YOUR ASSIGNMENT
Character for character, write out the data below.

THE DATA

##########

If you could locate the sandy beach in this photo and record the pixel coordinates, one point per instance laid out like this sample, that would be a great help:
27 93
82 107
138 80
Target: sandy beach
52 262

##########

RESPONSE TO THE TASK
If you could locate the sandy beach in this photo and record the pixel coordinates, one point per instance laid out like this sample, that would be a great help:
27 93
82 107
138 80
Target: sandy beach
52 262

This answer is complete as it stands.